This calls for a word-for-word copy of all the data, with each picture removed.

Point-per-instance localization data
- - -
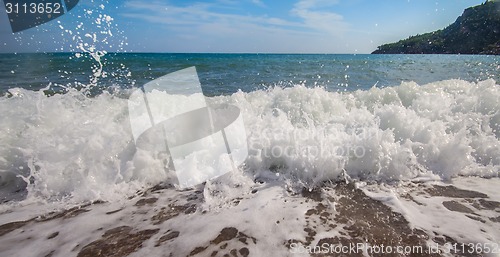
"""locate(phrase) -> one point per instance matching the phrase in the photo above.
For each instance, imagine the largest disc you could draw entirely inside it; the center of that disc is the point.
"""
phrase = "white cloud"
(322, 21)
(199, 28)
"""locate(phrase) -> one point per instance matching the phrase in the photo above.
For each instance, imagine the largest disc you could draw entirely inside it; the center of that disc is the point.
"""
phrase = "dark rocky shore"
(476, 31)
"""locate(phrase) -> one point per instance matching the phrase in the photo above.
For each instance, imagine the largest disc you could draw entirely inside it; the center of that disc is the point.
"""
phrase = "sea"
(400, 128)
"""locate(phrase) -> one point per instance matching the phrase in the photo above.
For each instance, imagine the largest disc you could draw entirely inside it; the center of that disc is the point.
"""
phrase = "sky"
(230, 26)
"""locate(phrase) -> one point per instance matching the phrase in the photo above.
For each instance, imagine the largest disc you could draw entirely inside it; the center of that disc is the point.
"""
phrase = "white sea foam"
(77, 148)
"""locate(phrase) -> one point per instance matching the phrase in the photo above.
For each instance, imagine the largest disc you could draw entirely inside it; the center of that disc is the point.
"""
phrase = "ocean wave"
(77, 148)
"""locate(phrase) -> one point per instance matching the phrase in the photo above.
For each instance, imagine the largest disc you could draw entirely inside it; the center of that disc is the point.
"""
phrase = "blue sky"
(256, 26)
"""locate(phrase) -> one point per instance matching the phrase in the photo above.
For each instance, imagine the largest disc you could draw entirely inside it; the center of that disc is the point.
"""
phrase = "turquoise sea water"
- - -
▶ _Answer below_
"""locate(phrase) -> one point per instance matching the phrase in the photo above.
For each instance, imagine the largest disc you could draw entirely inside it; the center of that disc is the point.
"""
phrase = "white cloud"
(322, 21)
(199, 28)
"""locate(phrase) -> one point per instance matching the phrase in the photo above.
For each instance, imagine the largest disc you could draw entirely inside it; the center of that disc is the point.
"""
phrase = "dark rocky shore"
(476, 31)
"""locate(phrase) -> one point per instance matching the phrase in the photo above.
For each instance, imagine the largest disc you could draw entirely inside it; the center of that disc is the point.
"""
phrase = "sea"
(400, 128)
"""locate(phrase) -> one point per instance matching the phrase in the photo above.
For each instance, imagine the largest disc you could draw entirely inside it; the center of that disc is the point.
"""
phrase = "sky"
(230, 26)
"""locate(phrase) -> one point per instance matching the phrase in the photo above.
For each instance, imagine the largest disc you could draw entirely inside it; the center of that disc is the point.
"""
phrase = "white sea foam"
(77, 148)
"""locate(phrase) -> one point per instance matching the phrase in the photo above.
For each instance, imagine the largest disc you could draw entirely inside it; the center of that disc is the point.
"""
phrase = "ocean wave"
(77, 148)
"""locate(phrase) -> one point per instance matching the phrase in the photo above.
For each instance, imagine the largest disc you could draw entirely inside it; the center of that disc is the point.
"""
phrase = "blue sky"
(256, 26)
"""locate(phrase) -> one point per instance matching the phrase in the photo above.
For each instance, imagine the largest disc you could draw entirely inside it; the center of that disc is the point.
"""
phrase = "turquoise sea water"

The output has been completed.